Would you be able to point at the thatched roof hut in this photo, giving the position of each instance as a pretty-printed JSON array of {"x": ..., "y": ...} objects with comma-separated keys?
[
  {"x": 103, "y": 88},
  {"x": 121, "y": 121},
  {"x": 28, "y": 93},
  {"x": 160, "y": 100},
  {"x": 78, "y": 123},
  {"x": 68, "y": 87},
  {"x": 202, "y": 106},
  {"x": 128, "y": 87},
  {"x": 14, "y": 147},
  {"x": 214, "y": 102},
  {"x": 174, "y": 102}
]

● **PROBLEM DETAILS**
How many lines in the records above contain the string "keys"? Reply with the number alone.

● **OUTPUT**
1